• [REQUIRED TASK]
Starting at the first line of the items, copy every line through the one containing "21 103 L 28", inclusive. Leave the pictures out of your copy.

-------- EXERCISE MATERIALS --------

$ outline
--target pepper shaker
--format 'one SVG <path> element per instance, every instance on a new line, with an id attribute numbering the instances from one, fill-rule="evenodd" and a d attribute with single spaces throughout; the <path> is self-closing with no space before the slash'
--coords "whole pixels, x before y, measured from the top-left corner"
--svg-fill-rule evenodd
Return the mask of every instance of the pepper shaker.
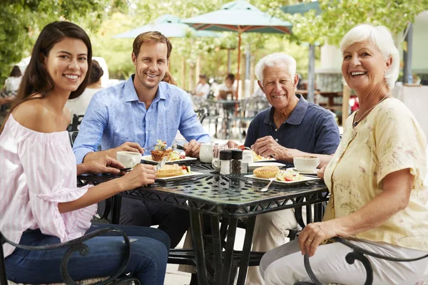
<path id="1" fill-rule="evenodd" d="M 230 174 L 230 160 L 232 152 L 230 150 L 220 150 L 220 174 L 225 175 Z"/>
<path id="2" fill-rule="evenodd" d="M 241 150 L 232 150 L 232 160 L 230 161 L 230 174 L 240 174 L 243 160 Z"/>

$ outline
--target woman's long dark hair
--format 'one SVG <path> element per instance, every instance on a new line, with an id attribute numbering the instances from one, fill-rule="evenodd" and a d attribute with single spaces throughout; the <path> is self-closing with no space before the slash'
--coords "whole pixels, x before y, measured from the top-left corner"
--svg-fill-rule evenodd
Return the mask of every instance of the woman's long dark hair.
<path id="1" fill-rule="evenodd" d="M 21 103 L 28 100 L 35 99 L 32 95 L 39 93 L 45 98 L 47 93 L 54 89 L 55 85 L 52 78 L 44 66 L 44 60 L 49 54 L 52 47 L 65 38 L 81 40 L 88 48 L 88 71 L 92 66 L 92 46 L 89 36 L 83 28 L 75 24 L 67 21 L 54 21 L 46 25 L 39 36 L 29 66 L 25 70 L 15 100 L 7 114 L 5 123 L 9 114 Z M 90 72 L 86 76 L 76 91 L 71 92 L 70 99 L 74 99 L 81 95 L 86 88 L 89 81 Z M 40 97 L 36 97 L 40 98 Z M 0 133 L 4 125 L 0 128 Z"/>

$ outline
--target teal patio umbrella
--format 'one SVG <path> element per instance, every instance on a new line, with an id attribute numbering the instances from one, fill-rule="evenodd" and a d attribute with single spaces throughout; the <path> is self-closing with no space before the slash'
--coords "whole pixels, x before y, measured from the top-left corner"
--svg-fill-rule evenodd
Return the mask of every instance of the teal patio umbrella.
<path id="1" fill-rule="evenodd" d="M 238 73 L 236 78 L 238 82 L 240 67 L 241 33 L 291 33 L 292 26 L 290 23 L 263 12 L 244 0 L 228 3 L 223 5 L 220 10 L 188 18 L 183 20 L 183 22 L 196 30 L 238 32 Z"/>
<path id="2" fill-rule="evenodd" d="M 188 33 L 191 33 L 198 37 L 217 37 L 218 34 L 208 31 L 195 31 L 188 25 L 183 24 L 181 19 L 175 16 L 165 14 L 156 19 L 154 24 L 148 24 L 141 27 L 133 28 L 118 35 L 113 38 L 135 38 L 141 33 L 158 31 L 167 38 L 184 38 Z"/>

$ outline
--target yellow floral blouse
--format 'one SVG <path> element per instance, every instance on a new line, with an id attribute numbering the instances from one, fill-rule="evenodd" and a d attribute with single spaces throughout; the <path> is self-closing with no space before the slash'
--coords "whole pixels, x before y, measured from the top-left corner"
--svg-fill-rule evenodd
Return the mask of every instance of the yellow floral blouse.
<path id="1" fill-rule="evenodd" d="M 330 192 L 324 220 L 347 216 L 382 191 L 389 173 L 410 169 L 414 183 L 408 206 L 379 227 L 355 237 L 428 251 L 427 139 L 409 109 L 389 98 L 355 128 L 347 120 L 337 150 L 325 170 Z"/>

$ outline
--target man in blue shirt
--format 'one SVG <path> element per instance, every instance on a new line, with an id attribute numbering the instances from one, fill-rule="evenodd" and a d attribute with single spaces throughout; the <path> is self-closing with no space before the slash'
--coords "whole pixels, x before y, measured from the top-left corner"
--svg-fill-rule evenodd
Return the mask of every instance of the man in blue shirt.
<path id="1" fill-rule="evenodd" d="M 295 60 L 285 53 L 272 53 L 260 60 L 255 73 L 271 106 L 254 118 L 244 145 L 260 155 L 290 164 L 296 156 L 310 155 L 319 157 L 320 165 L 327 165 L 339 145 L 339 128 L 330 111 L 295 94 L 299 81 Z M 289 229 L 296 227 L 292 209 L 258 216 L 252 250 L 268 252 L 279 247 Z M 263 284 L 258 269 L 250 267 L 246 284 Z"/>
<path id="2" fill-rule="evenodd" d="M 188 95 L 160 82 L 171 50 L 170 41 L 159 32 L 143 33 L 136 38 L 132 53 L 136 73 L 93 97 L 74 142 L 77 163 L 106 155 L 116 158 L 118 151 L 150 154 L 157 140 L 171 146 L 178 130 L 189 141 L 184 145 L 186 155 L 199 156 L 200 142 L 210 138 Z M 102 150 L 97 152 L 100 144 Z M 190 224 L 188 212 L 153 202 L 124 199 L 121 212 L 121 224 L 159 224 L 169 235 L 172 248 Z"/>

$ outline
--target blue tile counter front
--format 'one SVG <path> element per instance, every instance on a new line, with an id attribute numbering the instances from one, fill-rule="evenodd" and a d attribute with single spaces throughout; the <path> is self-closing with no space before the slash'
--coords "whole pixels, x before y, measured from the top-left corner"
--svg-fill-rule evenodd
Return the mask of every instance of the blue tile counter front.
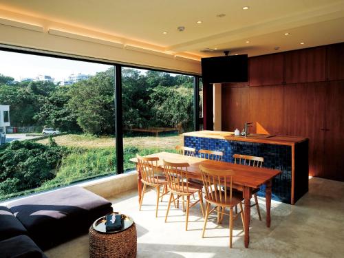
<path id="1" fill-rule="evenodd" d="M 184 146 L 200 149 L 219 151 L 224 153 L 223 161 L 234 163 L 234 154 L 244 154 L 264 158 L 263 166 L 278 169 L 282 173 L 272 181 L 272 199 L 290 204 L 292 188 L 292 147 L 266 143 L 235 141 L 204 137 L 184 136 Z M 257 195 L 265 197 L 265 186 Z"/>

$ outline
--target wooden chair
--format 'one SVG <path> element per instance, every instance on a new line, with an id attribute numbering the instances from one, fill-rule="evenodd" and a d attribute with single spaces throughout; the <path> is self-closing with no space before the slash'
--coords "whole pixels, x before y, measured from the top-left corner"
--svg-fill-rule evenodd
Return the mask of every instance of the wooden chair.
<path id="1" fill-rule="evenodd" d="M 185 147 L 184 146 L 176 146 L 175 149 L 179 154 L 182 154 L 186 156 L 194 157 L 196 153 L 195 148 Z"/>
<path id="2" fill-rule="evenodd" d="M 202 193 L 202 187 L 199 185 L 193 184 L 189 182 L 188 167 L 189 163 L 172 163 L 164 160 L 164 167 L 165 176 L 167 179 L 167 188 L 171 193 L 167 211 L 166 212 L 165 222 L 167 221 L 167 216 L 171 206 L 171 203 L 177 200 L 177 206 L 179 204 L 179 198 L 183 198 L 183 211 L 185 211 L 184 197 L 186 197 L 186 218 L 185 230 L 188 230 L 189 212 L 190 208 L 200 202 L 201 206 L 201 211 L 203 217 L 204 217 L 204 210 L 203 207 L 203 196 Z M 193 195 L 195 193 L 198 193 L 199 200 L 192 203 L 190 202 L 190 196 Z M 175 198 L 174 195 L 177 195 Z"/>
<path id="3" fill-rule="evenodd" d="M 140 211 L 142 205 L 143 197 L 146 191 L 146 186 L 153 186 L 156 189 L 157 199 L 155 208 L 155 217 L 158 217 L 158 208 L 159 207 L 159 200 L 167 193 L 167 181 L 164 175 L 160 175 L 158 170 L 158 162 L 159 158 L 144 158 L 136 154 L 138 158 L 139 169 L 141 171 L 141 182 L 143 184 L 142 194 L 140 202 Z M 160 195 L 160 187 L 163 186 L 162 194 Z"/>
<path id="4" fill-rule="evenodd" d="M 244 226 L 244 213 L 241 202 L 244 200 L 242 194 L 232 191 L 233 176 L 235 173 L 232 170 L 215 170 L 209 167 L 200 165 L 202 179 L 206 190 L 205 200 L 206 202 L 206 218 L 202 237 L 204 237 L 204 232 L 206 222 L 209 214 L 213 211 L 217 212 L 217 222 L 224 215 L 229 216 L 229 247 L 232 248 L 232 237 L 233 229 L 233 221 L 237 219 L 239 214 L 241 215 L 242 226 Z M 229 188 L 228 185 L 229 184 Z M 215 208 L 211 210 L 211 205 L 215 205 Z M 240 212 L 235 215 L 233 214 L 233 207 L 237 204 L 240 205 Z M 226 213 L 226 208 L 229 208 L 229 213 Z M 221 218 L 221 220 L 222 218 Z"/>
<path id="5" fill-rule="evenodd" d="M 234 154 L 234 163 L 241 164 L 243 165 L 261 167 L 263 162 L 264 162 L 264 158 L 262 157 L 255 157 L 250 156 L 248 155 L 241 155 L 241 154 Z M 258 213 L 258 217 L 259 220 L 261 220 L 261 216 L 260 215 L 259 204 L 258 203 L 258 198 L 257 197 L 257 193 L 259 191 L 259 189 L 256 189 L 252 191 L 253 196 L 255 197 L 255 204 L 252 204 L 251 207 L 255 206 L 257 207 L 257 212 Z"/>
<path id="6" fill-rule="evenodd" d="M 200 153 L 200 158 L 217 161 L 222 161 L 224 156 L 222 151 L 209 151 L 208 149 L 200 149 L 198 153 Z"/>

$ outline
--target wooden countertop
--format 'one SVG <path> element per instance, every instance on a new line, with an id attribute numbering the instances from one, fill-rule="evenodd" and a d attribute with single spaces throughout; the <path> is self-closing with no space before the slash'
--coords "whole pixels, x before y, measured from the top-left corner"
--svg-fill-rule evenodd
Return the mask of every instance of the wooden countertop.
<path id="1" fill-rule="evenodd" d="M 228 140 L 237 140 L 239 142 L 249 142 L 266 143 L 278 145 L 294 145 L 295 143 L 303 142 L 308 138 L 305 137 L 270 136 L 268 134 L 251 133 L 246 138 L 244 136 L 235 136 L 233 132 L 219 131 L 197 131 L 184 133 L 184 136 L 203 137 L 213 139 L 222 139 Z"/>

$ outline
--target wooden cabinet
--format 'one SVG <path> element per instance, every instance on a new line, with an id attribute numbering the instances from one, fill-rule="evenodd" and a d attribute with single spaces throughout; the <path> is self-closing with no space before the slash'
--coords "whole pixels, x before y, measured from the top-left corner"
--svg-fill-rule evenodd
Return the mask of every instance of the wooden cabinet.
<path id="1" fill-rule="evenodd" d="M 248 122 L 253 122 L 250 131 L 282 134 L 283 103 L 283 85 L 250 87 Z"/>
<path id="2" fill-rule="evenodd" d="M 250 86 L 276 85 L 283 81 L 283 54 L 251 57 L 248 60 Z"/>
<path id="3" fill-rule="evenodd" d="M 325 80 L 326 47 L 290 51 L 284 55 L 286 84 Z"/>
<path id="4" fill-rule="evenodd" d="M 222 130 L 234 131 L 243 129 L 248 119 L 248 87 L 222 85 Z"/>
<path id="5" fill-rule="evenodd" d="M 324 178 L 344 181 L 344 81 L 326 85 Z"/>
<path id="6" fill-rule="evenodd" d="M 344 80 L 344 43 L 327 46 L 327 78 Z"/>
<path id="7" fill-rule="evenodd" d="M 326 83 L 284 86 L 284 131 L 308 137 L 310 175 L 324 177 L 323 144 Z"/>

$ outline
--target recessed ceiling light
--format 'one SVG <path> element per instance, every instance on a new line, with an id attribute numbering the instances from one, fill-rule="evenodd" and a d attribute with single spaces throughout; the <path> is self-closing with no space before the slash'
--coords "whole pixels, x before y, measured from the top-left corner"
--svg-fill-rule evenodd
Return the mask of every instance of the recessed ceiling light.
<path id="1" fill-rule="evenodd" d="M 225 14 L 219 14 L 216 15 L 216 17 L 218 18 L 222 18 L 222 17 L 224 17 L 225 16 L 226 16 Z"/>

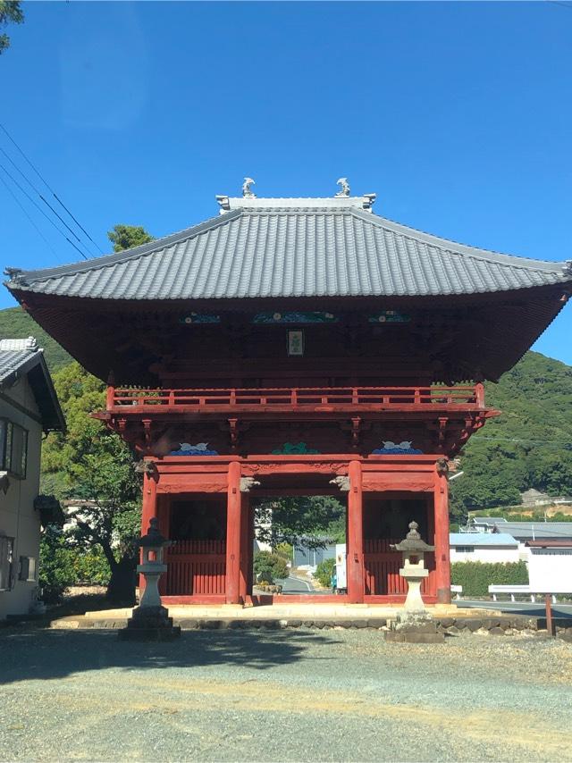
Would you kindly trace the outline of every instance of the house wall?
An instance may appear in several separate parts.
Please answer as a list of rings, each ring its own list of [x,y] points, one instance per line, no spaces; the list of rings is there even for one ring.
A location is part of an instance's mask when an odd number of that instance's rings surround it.
[[[572,592],[572,549],[529,549],[531,591]]]
[[[467,533],[467,538],[470,534]],[[467,542],[467,546],[470,543]],[[517,562],[520,553],[517,546],[475,546],[474,551],[458,551],[450,547],[450,561],[452,562]]]
[[[12,401],[32,415],[14,407]],[[0,591],[0,619],[6,615],[27,613],[33,600],[33,591],[38,586],[37,579],[30,582],[18,580],[21,556],[36,559],[38,576],[40,524],[33,501],[39,490],[42,427],[34,415],[39,419],[34,394],[26,378],[20,379],[10,389],[2,390],[0,416],[28,430],[28,464],[24,479],[9,475],[7,493],[4,495],[0,490],[0,535],[14,538],[13,587],[10,591]]]

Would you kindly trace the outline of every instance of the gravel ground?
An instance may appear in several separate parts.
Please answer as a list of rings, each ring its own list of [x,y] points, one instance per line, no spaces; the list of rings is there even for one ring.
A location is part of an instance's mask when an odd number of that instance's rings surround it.
[[[0,631],[2,760],[571,760],[572,644]]]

--------

• [RIGHT ANSWER]
$ outline
--target pepper shaker
--format 'one SVG <path> element per instance, every instance on a new line, with an id attribute numbering the instances from one, fill-rule="evenodd" and a d attribute with single spaces throughout; the <path> is self-closing with no space before the slash'
--coords "whole pixels, x before y, measured from the top-left corner"
--svg-fill-rule evenodd
Return the mask of every instance of the pepper shaker.
<path id="1" fill-rule="evenodd" d="M 230 174 L 230 160 L 232 152 L 230 150 L 220 150 L 220 174 L 225 175 Z"/>
<path id="2" fill-rule="evenodd" d="M 241 150 L 232 150 L 232 160 L 230 161 L 230 174 L 240 174 L 243 160 Z"/>

$ outline
--target woman's long dark hair
--format 'one SVG <path> element per instance, every instance on a new line, with an id attribute numbering the instances from one, fill-rule="evenodd" and a d attribute with single spaces throughout; the <path> is self-closing with no space before the slash'
--coords "whole pixels, x before y, measured from the top-left corner"
--svg-fill-rule evenodd
Return the mask of every instance of the woman's long dark hair.
<path id="1" fill-rule="evenodd" d="M 21 103 L 28 100 L 35 99 L 32 95 L 39 93 L 45 98 L 47 93 L 54 89 L 55 85 L 52 78 L 44 66 L 44 60 L 49 54 L 52 47 L 65 38 L 81 40 L 88 48 L 88 71 L 92 66 L 92 46 L 89 36 L 83 28 L 75 24 L 67 21 L 54 21 L 46 25 L 39 36 L 29 66 L 25 70 L 15 100 L 7 114 L 5 123 L 9 114 Z M 90 72 L 86 76 L 76 91 L 71 92 L 70 99 L 74 99 L 81 95 L 86 88 L 89 81 Z M 40 97 L 36 97 L 40 98 Z M 0 133 L 4 125 L 0 128 Z"/>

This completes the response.